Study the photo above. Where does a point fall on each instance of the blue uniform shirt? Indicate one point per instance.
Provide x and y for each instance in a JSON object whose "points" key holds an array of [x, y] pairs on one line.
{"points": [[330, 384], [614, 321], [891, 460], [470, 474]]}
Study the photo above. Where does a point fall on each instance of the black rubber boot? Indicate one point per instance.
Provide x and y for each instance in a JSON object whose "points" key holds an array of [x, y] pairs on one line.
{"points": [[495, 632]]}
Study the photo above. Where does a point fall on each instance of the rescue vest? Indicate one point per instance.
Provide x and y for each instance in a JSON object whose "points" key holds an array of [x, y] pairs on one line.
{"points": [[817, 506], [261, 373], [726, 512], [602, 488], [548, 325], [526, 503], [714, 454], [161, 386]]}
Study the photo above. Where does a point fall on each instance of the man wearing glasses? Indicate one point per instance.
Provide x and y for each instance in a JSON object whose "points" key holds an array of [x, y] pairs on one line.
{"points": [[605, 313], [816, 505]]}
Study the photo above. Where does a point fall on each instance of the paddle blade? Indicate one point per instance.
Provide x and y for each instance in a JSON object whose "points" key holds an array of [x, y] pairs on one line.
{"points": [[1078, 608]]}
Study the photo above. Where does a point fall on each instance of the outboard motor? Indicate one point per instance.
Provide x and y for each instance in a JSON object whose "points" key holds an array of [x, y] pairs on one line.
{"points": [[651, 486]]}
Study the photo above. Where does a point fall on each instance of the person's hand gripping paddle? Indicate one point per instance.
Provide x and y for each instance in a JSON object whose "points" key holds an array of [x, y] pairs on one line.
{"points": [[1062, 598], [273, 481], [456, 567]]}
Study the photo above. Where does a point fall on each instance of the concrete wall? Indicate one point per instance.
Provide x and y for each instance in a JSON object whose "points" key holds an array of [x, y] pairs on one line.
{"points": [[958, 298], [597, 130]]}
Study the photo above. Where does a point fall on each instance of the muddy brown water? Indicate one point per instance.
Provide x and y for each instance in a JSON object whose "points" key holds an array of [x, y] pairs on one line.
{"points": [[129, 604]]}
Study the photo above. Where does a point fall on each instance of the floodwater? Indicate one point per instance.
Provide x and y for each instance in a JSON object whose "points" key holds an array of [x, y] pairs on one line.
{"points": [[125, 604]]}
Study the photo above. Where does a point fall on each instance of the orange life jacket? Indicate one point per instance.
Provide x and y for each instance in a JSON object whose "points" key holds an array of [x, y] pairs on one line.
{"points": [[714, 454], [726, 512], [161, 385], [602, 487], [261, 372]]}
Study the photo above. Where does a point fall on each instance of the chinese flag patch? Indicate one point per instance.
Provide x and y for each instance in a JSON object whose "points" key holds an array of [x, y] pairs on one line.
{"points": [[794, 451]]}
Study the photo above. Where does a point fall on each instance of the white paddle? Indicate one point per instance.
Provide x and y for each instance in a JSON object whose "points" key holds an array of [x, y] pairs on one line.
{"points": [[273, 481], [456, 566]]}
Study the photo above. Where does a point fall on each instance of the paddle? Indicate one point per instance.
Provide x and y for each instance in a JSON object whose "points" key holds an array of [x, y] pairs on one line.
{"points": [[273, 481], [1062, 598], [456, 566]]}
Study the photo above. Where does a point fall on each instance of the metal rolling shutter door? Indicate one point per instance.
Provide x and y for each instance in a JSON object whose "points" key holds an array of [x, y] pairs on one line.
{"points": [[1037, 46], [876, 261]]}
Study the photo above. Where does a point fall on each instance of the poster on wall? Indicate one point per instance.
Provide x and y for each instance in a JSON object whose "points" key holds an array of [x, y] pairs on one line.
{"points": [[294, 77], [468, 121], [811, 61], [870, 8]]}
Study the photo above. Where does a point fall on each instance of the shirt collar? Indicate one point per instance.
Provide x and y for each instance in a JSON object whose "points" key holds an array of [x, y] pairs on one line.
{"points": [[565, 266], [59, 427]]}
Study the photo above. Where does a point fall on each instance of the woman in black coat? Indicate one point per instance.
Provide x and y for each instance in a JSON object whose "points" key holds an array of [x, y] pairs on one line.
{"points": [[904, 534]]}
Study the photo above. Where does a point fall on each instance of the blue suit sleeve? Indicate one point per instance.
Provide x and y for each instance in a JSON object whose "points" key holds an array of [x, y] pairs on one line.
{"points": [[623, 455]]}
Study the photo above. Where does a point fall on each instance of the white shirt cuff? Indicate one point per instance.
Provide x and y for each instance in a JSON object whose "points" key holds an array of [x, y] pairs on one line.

— Exercise directions —
Give back each line above precisely as it stands.

— Solution to this exercise —
Study the photo above. Where does a point fall on each instance of the blue uniform shirt? Indicate one point per instance.
Provide x and y for each instance in a JSON object whose "points" key holds an array of [x, y] pairs on one line.
{"points": [[330, 384], [614, 321], [891, 460], [470, 474]]}
Study the photo above. Where does a point fall on each instance of the black rubber boot? Indicate one point per instance.
Provide x and y for each instance in a JSON object whose "points" key holds an array of [x, y] pairs on one line.
{"points": [[495, 632]]}
Study the photo above. Where does a point fall on each instance of the rescue vest? Indicate one point per instance.
Provide x and y for each instance in a JSON object whose "points" key holds an array of [x, y] pairs on one line.
{"points": [[817, 506], [261, 373], [726, 512], [602, 488], [548, 325], [526, 503], [714, 454], [161, 386]]}
Study the photo above. Where does a point fall on each instance of the man wearing glasses? Indicate one point per instance.
Provide x and y for each instance in a JSON object whose "points" key holds an array of [x, y] pairs on one line.
{"points": [[605, 313], [816, 505]]}
Study the photo above. Where does a point fall on each instance of the paddle blade? Indicate one point per instance.
Provide x and y for each instance in a JSON object whose "points" key holds an array of [x, y] pairs on one line.
{"points": [[1078, 608]]}
Study the photo above. Where does a point fall on each instance of the outboard motor? Indicate one point per instance.
Provide x and y for each instance in a JSON object whose "points" key holds an array of [x, y] pairs on one line.
{"points": [[651, 486]]}
Study the photo above. Where does a point fall on each instance of the person's hand gripping paddle? Indicate one point per instance.
Provide x and y for each instance in a JSON object whose "points" key holds an array of [x, y] pairs on one line.
{"points": [[1062, 598], [273, 481], [456, 567]]}
Study the photo above. Where does a point fall on each instance of the concrete wall? Indicate one point per instance.
Provide x and y for each instance in a JSON object whose "points" key holds an array of [x, y] pairs on one line.
{"points": [[958, 298], [597, 130]]}
Study the photo above. Where does a point fall on each instance of the muddy brown water? Indicate one point per instance.
Provide x and y for each instance in a JSON object whose "points" key holds an array of [x, y] pairs on one line.
{"points": [[129, 604]]}
Study the photo above. Where does a point fall on each instance of the floodwater? Indicate one point per instance.
Provide x and y for each instance in a JSON object whose "points" key holds an array of [x, y] pairs on one line.
{"points": [[125, 604]]}
Study the photo above. Where does a point fall on each instance of the orange life jacket? Indicate one point per instance.
Provide x and y for each instance in a JSON object whose "points" key holds an array of [x, y] pairs on one line.
{"points": [[714, 454], [726, 512], [161, 385], [602, 487], [261, 372]]}
Study the photo above. Where does a point fall on each instance of the chinese flag patch? Indicate one point per instance.
Provide x and y for each instance in a JSON object whose "points" key holds an array of [x, y] pairs on one line.
{"points": [[794, 451]]}
Study the photo above. Where does a point fall on each instance of the white paddle? Indicate one point per instance.
Provide x and y for each instance in a JSON object whose "points" key holds an array of [x, y] pairs on one line.
{"points": [[273, 481], [456, 566]]}
Study the photo above. Where does a point fall on each instance of the paddle? Indicate one point per instance.
Provide x and y for each instance in a JSON object whose "points" key holds an array of [x, y] pairs on one line.
{"points": [[273, 481], [1062, 598], [456, 566]]}
Study the photo above. Where does a point fall on each instance of the metal rolling shutter door? Indicate one point per instance.
Provide x and y for each instance in a JSON object whose "points" key holds an array of [x, y] pairs on one line.
{"points": [[1037, 46], [876, 261]]}
Study the photo above. Where does a point fall on each instance of the poster on wall? Indicate one point per instance.
Provide x and y for each instance in a JSON object whose "points" key holds an array of [x, y] pairs on one line.
{"points": [[294, 77], [468, 121], [811, 61], [870, 8]]}
Study the photo above. Where does a point fall on each instance of the shirt collar? Indicate one point per instance.
Provide x and y for each instance in a JSON object whose "points" key holds an array of [x, y] pairs on one line.
{"points": [[565, 266], [59, 427]]}
Study the photo above. Where does a point fall on each instance of the woman in black coat? Indicate one point per instance.
Provide x and y for each instance in a JSON object whose "points" key holds an array of [x, y] pairs on one line.
{"points": [[904, 534]]}
Study the photo above. Where does a point fall on each instance of the blue suit sleeve? Indicate one point per instance.
Provide x and y for each instance in a JSON object whose "points" key holds an array of [x, y] pairs on one line.
{"points": [[623, 455]]}
Study the photo above. Where does a point fall on each instance of the white shirt cuff? Indicate one point per instance.
Provide x and y for each instance in a JSON object whose "points" key holds an array of [x, y] pairs on one line.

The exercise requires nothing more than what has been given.